### Esercizi
[1] Rispondi a queste domande sul testo sull'arresto in flagranza:
(a) Entro quante ore dall'arresto deve essere proposta la querela perché l'arrestato non venga rimesso subito in libertà?
(b) Secondo la nota (1), quale legge ha inserito la lettera e da quale data?
(c) Secondo la nota (7), quale legge ha aggiunto la lettera?
[2] Continua il testo sull'arresto in flagranza da dove si interrompe.

───── Testo da leggere ─────

3. Se si tratta di delitto perseguibile a querela e la querela non è contestualmente proposta, quando la persona offesa non è prontamente rintracciabile, l'arresto in flagranza, nei casi di cui ai commi 1 e 2, è eseguito anche in mancanza della querela che può ancora sopravvenire. In questo caso, se la querela non è proposta nel termine di quarantotto ore dall'arresto oppure se l'avente diritto dichiara di rinunciarvi o rimette la querela proposta, l'arrestato è posto immediatamente in libertà. Gli ufficiali e gli agenti di polizia giudiziaria che hanno proceduto all'arresto effettuano tempestivamente ogni utile ricerca della persona offesa. Quando la persona offesa è presente o è rintracciata ai sensi dei periodi precedenti, la querela può essere proposta anche con dichiarazione resa oralmente all'ufficiale o all'agente di polizia giudiziaria, ferma restando la necessità di rendere alla persona offesa, anche con atto successivo, le informazioni di cui all'articolo 90 bis(14).

Note

(1) Lettera inserita dall'art. 2, L. 03/07/2017, n. 105 con decorrenza dal 22/07/2017.
(2) Il riferimento al materiale pornografico di cui all'articolo 600-quater.1 è stato inserito dall’art. 12, comma 1, della l. 6 febbraio 2006, n. 38.
(3) Lettera inserita dall'art. 4, L. 29/10/2016, n. 199 con decorrenza dal 04/11/2016.
(4) Tale lettera è stata inserita dall’art. 2, comma 1, lett. b) del D.L. 23 febbraio 2009, n. 11, convertito nella l. 23 aprile 2009, n. 38.
(5) La lettera d-ter) è stata aggiunta dall'art. 5, comma 1 lett. e), della L. 1 ottobre 2012 n.172.
(6) La presente lettera è stata modificata dall’art. 3, comma 25, lett. a) della l. 15 luglio 2009, n. 94 e poi dall’art. 8, comma 2, del D.L. 14 agosto 2013, n. 93, convertito nella l. 15 ottobre 2013, n. 119.
(7) Questa lettera è stata aggiunta dall’art. 10, comma 2, della l. 26 marzo 2001, n. 128.
(8) Tale lettera è stata aggiunta dall’art. 8, comma 2, del D.L. 14 agosto 2013, n. 93, convertito nella l. 15 ottobre 2013, n. 119.
(9) Tale lettera è stata così modificata dall’art. 2, comma 1, lett. h), del D.L. 23 dicembre 2013, n. 146, convertito nella l. 21 febbraio 2014, n. 10.

───── Voci mostrate ─────

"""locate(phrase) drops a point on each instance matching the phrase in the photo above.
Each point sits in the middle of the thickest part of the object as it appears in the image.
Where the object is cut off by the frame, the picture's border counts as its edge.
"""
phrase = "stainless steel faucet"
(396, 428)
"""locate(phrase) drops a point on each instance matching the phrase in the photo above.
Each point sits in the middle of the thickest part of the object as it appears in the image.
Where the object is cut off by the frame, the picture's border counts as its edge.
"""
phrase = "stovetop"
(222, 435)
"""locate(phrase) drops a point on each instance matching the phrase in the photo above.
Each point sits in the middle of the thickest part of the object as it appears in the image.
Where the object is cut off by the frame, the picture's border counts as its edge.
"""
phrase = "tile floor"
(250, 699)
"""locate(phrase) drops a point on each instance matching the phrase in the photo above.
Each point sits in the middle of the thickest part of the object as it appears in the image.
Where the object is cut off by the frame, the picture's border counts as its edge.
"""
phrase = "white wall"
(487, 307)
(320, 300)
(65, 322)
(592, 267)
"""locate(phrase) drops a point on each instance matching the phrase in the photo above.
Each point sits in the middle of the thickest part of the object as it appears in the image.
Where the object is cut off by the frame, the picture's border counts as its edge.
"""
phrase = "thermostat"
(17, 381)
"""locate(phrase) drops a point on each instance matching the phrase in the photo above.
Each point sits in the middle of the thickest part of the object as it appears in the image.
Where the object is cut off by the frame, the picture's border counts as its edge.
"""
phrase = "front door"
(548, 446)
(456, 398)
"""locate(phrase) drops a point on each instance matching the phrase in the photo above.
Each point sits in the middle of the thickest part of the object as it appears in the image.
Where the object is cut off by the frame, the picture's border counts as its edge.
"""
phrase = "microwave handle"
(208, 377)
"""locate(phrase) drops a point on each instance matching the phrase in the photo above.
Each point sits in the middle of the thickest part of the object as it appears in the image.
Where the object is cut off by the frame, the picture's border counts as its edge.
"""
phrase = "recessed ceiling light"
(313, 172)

─────

### Soluzioni
[1]
(a) Entro quarantotto ore.
(b) L'art. 2, L. 03/07/2017, n. 105, con decorrenza dal 22/07/2017.
(c) L'art. 10, comma 2, della l. 26 marzo 2001, n. 128.

[2]
(10) Il riferimento ai maltrattamenti è stato inserito dall’art. 2, comma 1, lett. c), del D.L. 14 agosto 2013, n. 93, convertito nella l. 15 ottobre 2013, n. 119.
Tale comma è stato modificato dall'art. 2, comma 15, della L. 27 settembre 2021, n. 134.
(11) Tale comma è stato modificato dall'art. 2, comma 15, della L. 27 settembre 2021, n. 134.
(12) La lettera m-bis) è stata aggiunta dall’art. 2, comma 1-ter, lett. a), D.L. 18 febbraio 2015, n. 7, convertito, con modificazioni, dalla L. 17 aprile 2015, n. 43.
La lettera m-ter) è stata aggiunta dall’art. 3-bis, comma 2, D.L. 18 febbraio 2015, n. 7, convertito, con modificazioni, dalla L. 17 aprile 2015, n. 43.
La lettera m-quater) è stata aggiunta dall’art. 1, comma 5, lett. a), L. 23 marzo 2016, n. 41, a decorrere dal 25 marzo 2016, ai sensi di quanto disposto dall’art. 1, comma 8, della medesima legge n. 41/2016.
(13) Tale lettera è stata inserita dall'art. 3 bis comma 1 del decreto legge 14 giugno 2019, n. 53.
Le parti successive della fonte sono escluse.